▶ _WHAT IS BEING ASKED_: Print every line below that comes at or after the line containing "Study the picture above. For each instance of the small", exactly as written.
━━ INFORMATION GIVEN
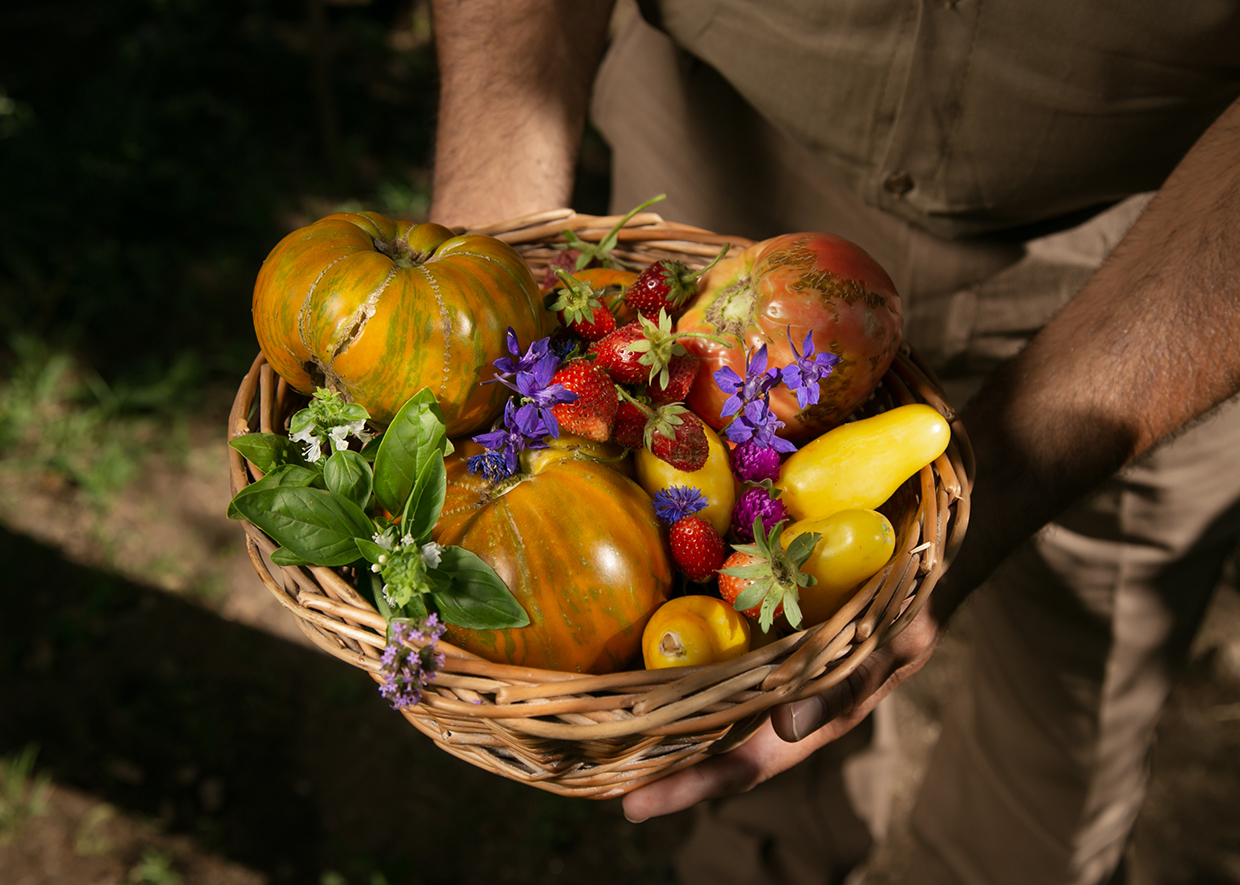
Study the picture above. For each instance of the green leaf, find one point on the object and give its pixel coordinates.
(406, 475)
(319, 526)
(476, 598)
(283, 557)
(349, 475)
(290, 475)
(268, 451)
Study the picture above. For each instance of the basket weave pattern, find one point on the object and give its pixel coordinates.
(603, 735)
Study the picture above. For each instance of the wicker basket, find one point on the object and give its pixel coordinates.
(603, 735)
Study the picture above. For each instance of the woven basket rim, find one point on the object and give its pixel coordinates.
(478, 703)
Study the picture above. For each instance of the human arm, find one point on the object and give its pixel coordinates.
(1150, 345)
(515, 86)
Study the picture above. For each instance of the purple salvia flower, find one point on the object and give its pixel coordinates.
(804, 374)
(758, 423)
(755, 501)
(755, 384)
(676, 502)
(411, 661)
(753, 461)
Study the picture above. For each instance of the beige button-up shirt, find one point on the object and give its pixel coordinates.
(975, 115)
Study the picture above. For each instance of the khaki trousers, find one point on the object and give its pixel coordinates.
(1040, 767)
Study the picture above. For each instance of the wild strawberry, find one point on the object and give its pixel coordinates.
(629, 427)
(579, 309)
(697, 548)
(666, 284)
(642, 351)
(676, 435)
(594, 410)
(681, 372)
(763, 580)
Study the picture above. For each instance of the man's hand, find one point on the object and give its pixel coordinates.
(795, 730)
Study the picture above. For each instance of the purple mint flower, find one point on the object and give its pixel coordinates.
(676, 502)
(755, 384)
(755, 501)
(758, 423)
(804, 374)
(411, 661)
(753, 461)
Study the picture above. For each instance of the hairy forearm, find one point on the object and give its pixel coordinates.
(1147, 346)
(515, 84)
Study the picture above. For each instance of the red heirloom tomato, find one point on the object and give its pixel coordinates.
(377, 309)
(792, 285)
(579, 547)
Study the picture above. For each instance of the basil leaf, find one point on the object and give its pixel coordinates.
(268, 451)
(290, 475)
(283, 557)
(319, 526)
(347, 474)
(476, 599)
(406, 477)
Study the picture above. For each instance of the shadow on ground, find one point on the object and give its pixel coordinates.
(267, 752)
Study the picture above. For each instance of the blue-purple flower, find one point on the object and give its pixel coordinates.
(676, 502)
(753, 387)
(523, 427)
(758, 423)
(411, 660)
(806, 371)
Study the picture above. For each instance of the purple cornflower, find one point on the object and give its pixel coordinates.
(676, 502)
(523, 428)
(754, 386)
(758, 423)
(753, 461)
(755, 501)
(411, 660)
(804, 374)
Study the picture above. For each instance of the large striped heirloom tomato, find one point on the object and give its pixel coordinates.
(378, 309)
(775, 293)
(579, 547)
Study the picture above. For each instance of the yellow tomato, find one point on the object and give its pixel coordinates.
(854, 545)
(713, 479)
(690, 631)
(859, 465)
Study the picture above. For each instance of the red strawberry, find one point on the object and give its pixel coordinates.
(629, 427)
(642, 351)
(763, 580)
(732, 586)
(676, 435)
(616, 358)
(578, 306)
(681, 372)
(594, 410)
(666, 284)
(697, 548)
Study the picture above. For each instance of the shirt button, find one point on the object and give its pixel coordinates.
(898, 184)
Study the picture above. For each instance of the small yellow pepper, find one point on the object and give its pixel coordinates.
(691, 631)
(853, 547)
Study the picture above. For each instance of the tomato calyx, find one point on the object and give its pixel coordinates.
(402, 254)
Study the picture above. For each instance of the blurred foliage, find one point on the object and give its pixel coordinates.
(153, 151)
(22, 793)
━━━━
▶ _ANSWER BELOW_:
Study the picture above. For each instance of the small yellow pepper, find one point on the object and give its pixel coordinates.
(691, 631)
(853, 547)
Study the picture above. For each instance of the tomato calyx, find one point on the object and give its pixel coordinates.
(402, 254)
Study the picture above. For each instance of the blurred foliage, find one point on the object and give its pixel coordinates.
(153, 151)
(22, 793)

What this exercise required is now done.